Jetzt würde ich aber ganz genau hinschauen, ob nicht wieder irgendwelche Flüssigkeiten aus dem Netzteil tropfen


----------



## Gazelle (22. Oktober 2011)

*AW: Ärger mit Mindfactory, wie seht Ihr das?*

Ich meinte das als Kompliment!!!! Er hat nur etwas nicht kapiert, ein bisschen Spaß muss auch sein, ich hoffe er versteht das!
Also ich bin bisher mit MF zufrieden!


Ich schreib ihm auch eine dicke fette Lobeshymne auf seine Pinnwand wenn ich mein A450 in den Händen halte und der PC funktioniert


----------



## Atholon (22. Oktober 2011)

*AW: Ärger mit Mindfactory, wie seht Ihr das?*



quantenslipstream schrieb:


> Nö, ich glaube nicht, ich hatte ja per Vorkasse bestellt, wegen Midnight Shopping und das dauert halt immer etwas, bis die Bank sich mal bemüht das Geld zu überweisen.
> Ich denke, dass er Montag oder so bei euch rausgehen wird.
> Falls er Ende kommender Woche noch nicht da ist, melde ich mich noch mal bei dir.
> 
> Aber lieferbar ist der K2 doch noch, oder?

:: Anweisungen ::
1. Welche Zahlungsart hat quantenslipstream laut dem Forenauszug über Mindfactory gewählt?
2. Erkläre mit den Angaben im Forenauszug über Mindfactory, warum es bei der Bestellung von quantenslipstream etwas dauert.
3. Greif den Forenauszug über Mindfactory nach seinem letzten Satz auf und schreib ihn weiter.

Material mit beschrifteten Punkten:
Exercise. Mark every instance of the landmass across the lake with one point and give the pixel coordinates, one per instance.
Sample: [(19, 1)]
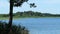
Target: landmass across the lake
[(29, 14)]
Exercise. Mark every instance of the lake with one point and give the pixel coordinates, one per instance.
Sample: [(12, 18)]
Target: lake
[(40, 25)]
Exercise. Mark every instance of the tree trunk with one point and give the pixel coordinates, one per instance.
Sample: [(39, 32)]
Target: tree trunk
[(10, 16)]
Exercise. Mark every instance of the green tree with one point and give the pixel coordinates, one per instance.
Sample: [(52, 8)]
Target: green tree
[(16, 3)]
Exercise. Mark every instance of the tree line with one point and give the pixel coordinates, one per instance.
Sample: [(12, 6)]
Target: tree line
[(31, 14)]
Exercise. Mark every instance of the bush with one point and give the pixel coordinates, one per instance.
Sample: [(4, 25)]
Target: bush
[(15, 29)]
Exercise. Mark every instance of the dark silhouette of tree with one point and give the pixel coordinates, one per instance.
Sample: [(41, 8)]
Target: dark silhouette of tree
[(16, 3)]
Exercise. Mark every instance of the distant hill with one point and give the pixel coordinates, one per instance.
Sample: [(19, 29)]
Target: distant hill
[(31, 14)]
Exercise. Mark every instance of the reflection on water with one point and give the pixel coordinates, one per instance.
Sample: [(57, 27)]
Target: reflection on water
[(40, 25)]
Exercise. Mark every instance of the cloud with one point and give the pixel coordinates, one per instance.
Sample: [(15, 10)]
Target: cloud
[(50, 1)]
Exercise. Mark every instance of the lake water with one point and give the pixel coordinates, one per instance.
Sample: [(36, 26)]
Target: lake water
[(40, 25)]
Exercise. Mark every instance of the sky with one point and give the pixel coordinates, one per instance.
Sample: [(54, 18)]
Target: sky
[(43, 6)]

:: Antworten ::
1. Per Vorkasse.

2. Wegen Midnight Shopping wurde per Vorkasse bestellt, und es dauert immer etwas, bis die Bank das Geld überweist. Deshalb wird mit dem Versand erst etwa am Montag gerechnet.

3.
Wie gesagt... mit einer Vorgangsnummer kann ich direkt für den Vorgang antworten..... aber in dem Fall auch erst ab Montag wieder 



Sonntagsfahrer schrieb:


> Eins muss man aber ja sagen, anscheinend (das letzte mal das ich bei MF bestellt habe ist zugegebenermaßen etwas her) ist aber der Service von MF
> wirklich gut, wenn man Ansprechpartner hier im Forum hat die sich an einem SA Nachmittags mit unsere Probleme beschäftigt.
> Top


 Wir arbeiten stehts an unserem Service - manchmal in die falsche Richtung und manchmal in die richtige Richtung. Wichtig ist halt, dass man seine Fehler erkennt, ausbessert und in Erinnerung behält 



Gazelle schrieb:


> ...
> @Sonntagsfahrer: Der Support von Mindfactory ist super , die Mitarbeiter melden sich innerhalb einer viertel Stunde auf Mails, Atholon kapiert zwar nicht auf Anhieb was gemeint ist aber egal *nichts für ungut *, ist sehr höflich und bemüht sich individuell um jeden Kunden, also das nenne ich bis jetzt vorbildlich, hoffentlich bestätigt sich das wenn ich am Dienstag mein neues NT hab
> 
> 
> Und Atholon ist glaub ich der einzige, der die Namen von uns kennt


 
Das liegt manchmal auch an der Fragestellung 
Hauptsache wir bekommen das Netzteil schnell wieder raus...aber da bin ich recht zuversichtlich
Ich lese im übrigen so viele Namen jeden Tag - merken kann ich mir da kaum etwas. 
Außerdem bin auch ich noch ein Online-Zocker, der mit Nicknames eh meist besser was anfangen kann als mit Real-Namen

Edit:

Und im Spaß verstehen bin ich im übrigen ein ganz Großer


----------



## Sonntagsfahrer (22. Oktober 2011)

*AW: Ärger mit Mindfactory, wie seht Ihr das?*

Kann man euch eigentlich auch in WHV besuchen? Da meine Freundin wie war noch mal Ihr Nickname  aus Varel kommt, liegt das ja förmlich vor der Haustür.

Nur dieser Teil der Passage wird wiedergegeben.